Required task. Every line of the material below must be repeated exactly.

Working data.
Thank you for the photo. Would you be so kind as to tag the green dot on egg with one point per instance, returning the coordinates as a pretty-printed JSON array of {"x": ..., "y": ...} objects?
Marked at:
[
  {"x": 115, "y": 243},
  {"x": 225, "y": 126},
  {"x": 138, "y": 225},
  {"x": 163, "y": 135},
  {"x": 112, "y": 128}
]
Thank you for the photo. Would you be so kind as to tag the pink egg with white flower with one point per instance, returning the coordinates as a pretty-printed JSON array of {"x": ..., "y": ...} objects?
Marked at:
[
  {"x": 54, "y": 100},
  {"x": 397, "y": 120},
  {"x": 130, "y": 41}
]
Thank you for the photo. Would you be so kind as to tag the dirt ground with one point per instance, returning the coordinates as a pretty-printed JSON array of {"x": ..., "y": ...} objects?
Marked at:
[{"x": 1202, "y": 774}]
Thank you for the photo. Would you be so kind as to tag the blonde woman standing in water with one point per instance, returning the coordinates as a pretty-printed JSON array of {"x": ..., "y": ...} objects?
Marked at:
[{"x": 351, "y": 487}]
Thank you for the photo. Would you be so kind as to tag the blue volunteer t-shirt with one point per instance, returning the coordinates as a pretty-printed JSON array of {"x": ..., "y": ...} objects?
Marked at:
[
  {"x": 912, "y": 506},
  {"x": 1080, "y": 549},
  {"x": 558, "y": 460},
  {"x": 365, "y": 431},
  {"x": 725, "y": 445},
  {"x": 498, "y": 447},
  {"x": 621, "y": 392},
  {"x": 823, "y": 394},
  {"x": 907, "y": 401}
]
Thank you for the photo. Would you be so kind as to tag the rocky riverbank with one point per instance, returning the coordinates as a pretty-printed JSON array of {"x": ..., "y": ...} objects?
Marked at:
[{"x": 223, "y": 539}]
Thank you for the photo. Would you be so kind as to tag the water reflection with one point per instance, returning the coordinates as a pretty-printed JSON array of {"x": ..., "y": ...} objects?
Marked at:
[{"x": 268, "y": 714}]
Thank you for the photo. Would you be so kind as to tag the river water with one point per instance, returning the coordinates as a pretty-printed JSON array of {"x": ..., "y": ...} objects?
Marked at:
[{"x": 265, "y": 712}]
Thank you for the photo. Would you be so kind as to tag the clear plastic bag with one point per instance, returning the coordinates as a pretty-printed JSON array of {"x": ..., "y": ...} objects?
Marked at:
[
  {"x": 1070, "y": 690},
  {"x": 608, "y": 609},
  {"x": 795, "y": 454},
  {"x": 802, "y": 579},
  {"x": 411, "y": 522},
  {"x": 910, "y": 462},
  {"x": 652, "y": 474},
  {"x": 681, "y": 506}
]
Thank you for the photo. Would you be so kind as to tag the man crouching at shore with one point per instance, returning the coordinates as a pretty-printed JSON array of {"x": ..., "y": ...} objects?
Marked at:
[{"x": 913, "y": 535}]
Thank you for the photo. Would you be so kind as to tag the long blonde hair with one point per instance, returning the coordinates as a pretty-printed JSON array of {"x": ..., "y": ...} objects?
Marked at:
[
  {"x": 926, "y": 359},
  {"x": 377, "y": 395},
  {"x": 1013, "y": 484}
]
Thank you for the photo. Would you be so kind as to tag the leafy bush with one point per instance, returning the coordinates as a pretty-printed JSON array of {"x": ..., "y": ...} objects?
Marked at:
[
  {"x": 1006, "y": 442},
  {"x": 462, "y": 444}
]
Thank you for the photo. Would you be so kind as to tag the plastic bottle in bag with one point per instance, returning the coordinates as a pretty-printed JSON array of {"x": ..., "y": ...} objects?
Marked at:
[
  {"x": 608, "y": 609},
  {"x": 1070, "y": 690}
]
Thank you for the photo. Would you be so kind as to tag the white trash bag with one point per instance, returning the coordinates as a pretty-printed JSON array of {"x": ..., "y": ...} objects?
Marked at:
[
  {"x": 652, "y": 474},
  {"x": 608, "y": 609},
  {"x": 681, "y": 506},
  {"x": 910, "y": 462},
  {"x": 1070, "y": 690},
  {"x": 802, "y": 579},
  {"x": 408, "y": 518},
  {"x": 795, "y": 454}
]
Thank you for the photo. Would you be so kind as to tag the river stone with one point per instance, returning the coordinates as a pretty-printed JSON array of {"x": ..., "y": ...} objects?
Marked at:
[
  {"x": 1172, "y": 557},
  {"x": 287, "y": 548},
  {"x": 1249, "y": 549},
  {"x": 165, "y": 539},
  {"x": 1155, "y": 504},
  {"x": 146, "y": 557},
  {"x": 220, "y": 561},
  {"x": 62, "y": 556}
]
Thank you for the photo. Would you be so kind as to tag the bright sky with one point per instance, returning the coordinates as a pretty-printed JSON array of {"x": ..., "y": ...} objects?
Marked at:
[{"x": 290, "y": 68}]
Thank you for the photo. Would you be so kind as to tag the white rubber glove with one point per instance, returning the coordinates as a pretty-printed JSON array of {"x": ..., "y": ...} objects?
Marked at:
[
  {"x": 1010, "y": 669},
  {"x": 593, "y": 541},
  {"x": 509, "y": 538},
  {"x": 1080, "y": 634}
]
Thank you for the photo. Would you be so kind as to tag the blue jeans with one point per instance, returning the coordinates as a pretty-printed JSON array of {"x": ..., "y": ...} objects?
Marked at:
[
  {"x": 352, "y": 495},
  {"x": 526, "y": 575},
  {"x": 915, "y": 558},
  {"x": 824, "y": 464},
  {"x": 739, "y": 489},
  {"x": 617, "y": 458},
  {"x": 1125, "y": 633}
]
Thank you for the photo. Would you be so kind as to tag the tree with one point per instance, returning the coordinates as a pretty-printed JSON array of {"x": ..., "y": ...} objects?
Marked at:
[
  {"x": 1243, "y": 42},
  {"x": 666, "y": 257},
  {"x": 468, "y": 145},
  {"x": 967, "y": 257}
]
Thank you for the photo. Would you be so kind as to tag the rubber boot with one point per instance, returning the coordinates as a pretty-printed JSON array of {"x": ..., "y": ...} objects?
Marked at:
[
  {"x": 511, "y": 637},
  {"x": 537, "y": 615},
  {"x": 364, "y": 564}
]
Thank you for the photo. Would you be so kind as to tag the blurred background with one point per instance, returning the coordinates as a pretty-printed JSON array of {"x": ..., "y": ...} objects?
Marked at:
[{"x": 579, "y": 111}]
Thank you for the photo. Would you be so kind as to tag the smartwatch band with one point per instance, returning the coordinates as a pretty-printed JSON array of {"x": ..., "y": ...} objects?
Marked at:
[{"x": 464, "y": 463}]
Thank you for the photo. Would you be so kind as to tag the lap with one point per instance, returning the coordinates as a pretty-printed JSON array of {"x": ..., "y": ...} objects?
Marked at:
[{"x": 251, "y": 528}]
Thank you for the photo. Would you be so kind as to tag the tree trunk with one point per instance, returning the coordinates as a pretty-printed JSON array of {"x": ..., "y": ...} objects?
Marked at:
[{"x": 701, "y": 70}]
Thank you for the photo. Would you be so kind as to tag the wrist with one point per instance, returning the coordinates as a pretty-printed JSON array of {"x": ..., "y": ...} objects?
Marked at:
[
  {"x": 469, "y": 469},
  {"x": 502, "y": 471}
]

Reply to the task.
Thank you for the photo. Would you be so kind as to tag the green dot on egg with one point per instance, returning the coordinates as a pretty-printed JSON array of {"x": ..., "y": ...} objects?
Marked at:
[
  {"x": 115, "y": 243},
  {"x": 225, "y": 126},
  {"x": 138, "y": 225},
  {"x": 163, "y": 135},
  {"x": 112, "y": 128}
]
Thank you for the photo. Would you be so kind as to tag the pink egg with white flower with one point per instance, returning the coordinates as a pretty-printed JSON array of {"x": ..., "y": ...} objects?
Marked at:
[
  {"x": 54, "y": 100},
  {"x": 397, "y": 120},
  {"x": 130, "y": 41}
]
Thank you for the photo. Would you be so kind as to tag the dirt ground with one point per instance, returning the coordinates as a pretty-printed JSON array of {"x": ..., "y": ...} objects?
Marked at:
[{"x": 1202, "y": 774}]
Thank you for the photo. Would you be so kind as to tag the blonde woman standing in water with one point per instance, returning the coordinates as a pretty-printed JSON array of {"x": ..., "y": ...} objects?
Marked at:
[{"x": 351, "y": 487}]
Thank you for the photo. Would you be so kind as to tag the blue volunteer t-shirt with one point per instance, returning the coordinates as a pretty-printed JSON array of {"x": ..., "y": ...} objects?
Marked at:
[
  {"x": 912, "y": 506},
  {"x": 1080, "y": 549},
  {"x": 558, "y": 460},
  {"x": 365, "y": 431},
  {"x": 725, "y": 445},
  {"x": 498, "y": 447},
  {"x": 621, "y": 392},
  {"x": 823, "y": 394},
  {"x": 907, "y": 401}
]
Thank you for the photo. Would you be so kind as to tag the rocky riverbank with one point per instance, returning the coordinates as a pretty-printed JSON array of {"x": ..., "y": ...} objects?
Marked at:
[{"x": 223, "y": 539}]
Thank you for the photo. Would you be so kind as to tag the water reflection with one point per instance, returning the coordinates as a pretty-printed JSON array of {"x": ..., "y": ...} objects?
Marked at:
[{"x": 268, "y": 714}]
Thank you for the photo. Would you be so kind as to tag the river water with one point per instance, returning the coordinates as a pretty-printed JSON array of {"x": ..., "y": ...} objects?
Marked at:
[{"x": 265, "y": 712}]
Thank you for the photo. Would you be so kind as to tag the clear plastic bag with one point per instance, returning the coordinates as a pretty-printed JSON array of {"x": ..., "y": ...} objects?
Marked at:
[
  {"x": 1070, "y": 690},
  {"x": 608, "y": 609},
  {"x": 795, "y": 454},
  {"x": 802, "y": 579},
  {"x": 411, "y": 522},
  {"x": 910, "y": 462},
  {"x": 652, "y": 474},
  {"x": 681, "y": 506}
]
Thank you for the photo. Would you be so kind as to tag the man crouching at shore with one point per instance, returning the coordinates as a pretty-printed JSON array of {"x": ..., "y": ...} objects?
Marked at:
[{"x": 913, "y": 535}]
Thank you for the photo. Would you be so kind as to tag the long blonde hair with one point per instance, returning the coordinates as a pretty-printed JSON array of {"x": ..., "y": ...} objects?
Marked at:
[
  {"x": 926, "y": 359},
  {"x": 377, "y": 395},
  {"x": 1013, "y": 484}
]
Thank you for the photo. Would you be so kind as to tag the leafy bush with one point per instance, returning the coordinates as a pretty-printed JSON array of {"x": ..., "y": ...} objects?
Marked at:
[
  {"x": 1006, "y": 442},
  {"x": 462, "y": 444}
]
Thank you for the photo. Would you be so kind as to tag the plastic bottle in bag with one point per instance, returning the coordinates as a pretty-printed JSON array of {"x": ..., "y": ...} objects?
Marked at:
[
  {"x": 608, "y": 609},
  {"x": 1070, "y": 690}
]
Thank you for the photo. Would you be so kind as to tag the white trash bag with one point per instance, returning the coordinates as a pretty-printed JSON array of {"x": ..., "y": ...} objects?
Marked at:
[
  {"x": 652, "y": 474},
  {"x": 608, "y": 609},
  {"x": 681, "y": 506},
  {"x": 910, "y": 462},
  {"x": 1070, "y": 690},
  {"x": 802, "y": 579},
  {"x": 408, "y": 518},
  {"x": 795, "y": 454}
]
Thank you for the photo. Would you be so kind as to tag the river stone with one point per instance, returning the coordinates as a pretty-printed JSON array of {"x": ..., "y": ...} objects?
Marked at:
[
  {"x": 1172, "y": 557},
  {"x": 287, "y": 548},
  {"x": 1249, "y": 549},
  {"x": 165, "y": 539},
  {"x": 1155, "y": 504},
  {"x": 146, "y": 557},
  {"x": 220, "y": 561},
  {"x": 62, "y": 556}
]
Thank you for the photo. Would you be so kind as to tag the bright sky with one point per instance, returning the coordinates as a pretty-printed JSON array of {"x": ..., "y": ...} objects?
Marked at:
[{"x": 290, "y": 68}]
Thank you for the photo. Would you be so kind as to tag the white rubber glove with one point per instance, returning the coordinates as a pretty-printed JSON array of {"x": ..., "y": ...} objects?
Marked at:
[
  {"x": 1010, "y": 669},
  {"x": 593, "y": 541},
  {"x": 509, "y": 538},
  {"x": 1080, "y": 634}
]
Thank you for the photo. Would you be so kind as to tag the blue jeans with one point per instance, returning the coordinates as a pretty-printed JSON array of {"x": ..., "y": ...} objects?
Marked at:
[
  {"x": 352, "y": 495},
  {"x": 526, "y": 575},
  {"x": 915, "y": 558},
  {"x": 824, "y": 464},
  {"x": 739, "y": 489},
  {"x": 617, "y": 458},
  {"x": 1125, "y": 633}
]
Thank you for the photo. Would you be so kind as to tag the tree with one point per instance, returning the coordinates as a pretty-printed JSON array of {"x": ..., "y": ...} objects?
Marked at:
[
  {"x": 1243, "y": 42},
  {"x": 666, "y": 257},
  {"x": 468, "y": 145},
  {"x": 967, "y": 257}
]
Thank you for the photo. Would you be so kind as to tag the rubber boot with one point per instance, returning the coordinates as a pretty-printed JSON array of {"x": ..., "y": ...} objects?
Marked at:
[
  {"x": 511, "y": 637},
  {"x": 537, "y": 615},
  {"x": 364, "y": 564}
]
Thank you for the photo. Would you be so kind as to tag the blurred background with one point per instance, returning the coordinates as a pretty-printed JSON array of {"x": ..., "y": ...} objects?
Marked at:
[{"x": 579, "y": 111}]
Thank you for the photo. Would you be so kind as to tag the smartwatch band with one point per instance, returning the coordinates as a pretty-printed JSON array of {"x": ..., "y": ...} objects?
Marked at:
[{"x": 464, "y": 463}]
Thank you for the photo. Would you be so kind as to tag the lap with one point per instance, returning the coordinates as a pretty-printed JSON array of {"x": ..., "y": ...} objects?
Marked at:
[{"x": 251, "y": 528}]
Thank you for the photo. Would you be so kind as to tag the tree trunk with one point per instance, returning the coordinates as a pretty-printed JSON array of {"x": ..., "y": ...} objects?
Marked at:
[{"x": 701, "y": 70}]
Thank you for the photo. Would you be so kind as to tag the wrist with one point per instance, returning the coordinates as a pretty-printed JSON array of {"x": ..., "y": ...} objects?
Marked at:
[
  {"x": 469, "y": 469},
  {"x": 502, "y": 471}
]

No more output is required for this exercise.